(Beginning of Extract to read)

All long-lived artistic partnerships come with an intriguing touch of mystery. Writing is usually such a solitary business that the very notion of a team creating viable work with a unified voice can be hard to fathom. Who wrote what in the plays of Kaufman and Hart? Which came first in the songs of Rodgers and Hammerstein, the music or the words? And when the partners cross the genders, the intrigue deepens. Throughout the collaboration of Betty Comden (1917–2006) and Adolph Green (1914–2002), it was widely believed that the two were married. Indeed, when they inserted characters very much like themselves in their screenplay for 1953’s The Band Wagon, those characters were married. In real life, they were—to other people, in both cases happily. And if there was ever a time when Comden and Green were romantically involved with each other, neither let anyone else in on the secret.
Theirs was a professional partnership that stretched across an astounding six decades. In that time, they wrote nine screenplays and worked on 18 Broadway musicals, and the now-standard songs for which they wrote the lyrics (all from their stage musicals) include “Just in Time,” “Make Someone Happy,” “New York, New York,” and “The Party’s Over.”

(End of Extract to read)
(Beginning of Recorded data)

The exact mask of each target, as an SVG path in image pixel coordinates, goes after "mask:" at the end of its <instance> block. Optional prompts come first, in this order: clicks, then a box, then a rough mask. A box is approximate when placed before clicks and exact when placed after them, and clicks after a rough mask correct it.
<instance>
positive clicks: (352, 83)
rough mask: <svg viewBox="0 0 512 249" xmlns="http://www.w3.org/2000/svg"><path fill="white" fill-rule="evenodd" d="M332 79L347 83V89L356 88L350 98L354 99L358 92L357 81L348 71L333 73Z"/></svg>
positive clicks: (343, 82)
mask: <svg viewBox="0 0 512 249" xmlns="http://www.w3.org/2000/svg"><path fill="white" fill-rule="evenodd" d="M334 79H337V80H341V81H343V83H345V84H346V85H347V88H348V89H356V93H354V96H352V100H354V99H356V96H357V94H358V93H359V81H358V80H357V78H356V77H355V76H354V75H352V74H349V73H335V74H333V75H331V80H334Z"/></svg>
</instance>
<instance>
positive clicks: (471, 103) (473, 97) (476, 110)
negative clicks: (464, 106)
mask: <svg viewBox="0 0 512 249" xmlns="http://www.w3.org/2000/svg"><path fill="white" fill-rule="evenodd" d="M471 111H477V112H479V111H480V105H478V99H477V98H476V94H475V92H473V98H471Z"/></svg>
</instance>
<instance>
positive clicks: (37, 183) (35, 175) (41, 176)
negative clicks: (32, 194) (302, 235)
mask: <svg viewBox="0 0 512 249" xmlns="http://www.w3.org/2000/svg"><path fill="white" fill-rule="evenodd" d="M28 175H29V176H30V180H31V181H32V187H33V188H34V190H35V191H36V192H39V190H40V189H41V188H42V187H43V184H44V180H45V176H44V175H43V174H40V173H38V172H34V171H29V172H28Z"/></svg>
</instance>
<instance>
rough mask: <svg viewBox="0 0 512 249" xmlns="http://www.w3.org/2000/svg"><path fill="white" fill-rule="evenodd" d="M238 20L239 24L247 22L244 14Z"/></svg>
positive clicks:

(End of Recorded data)

▶ Exercise aim
Rewrite the passage about Comden and Green from "All long-lived artistic" up to and including "on the secret.", putting "enigma" wherever "mystery" appears.

▶ Response to the task
All long-lived artistic partnerships come with an intriguing touch of enigma. Writing is usually such a solitary business that the very notion of a team creating viable work with a unified voice can be hard to fathom. Who wrote what in the plays of Kaufman and Hart? Which came first in the songs of Rodgers and Hammerstein, the music or the words? And when the partners cross the genders, the intrigue deepens. Throughout the collaboration of Betty Comden (1917–2006) and Adolph Green (1914–2002), it was widely believed that the two were married. Indeed, when they inserted characters very much like themselves in their screenplay for 1953’s The Band Wagon, those characters were married. In real life, they were—to other people, in both cases happily. And if there was ever a time when Comden and Green were romantically involved with each other, neither let anyone else in on the secret.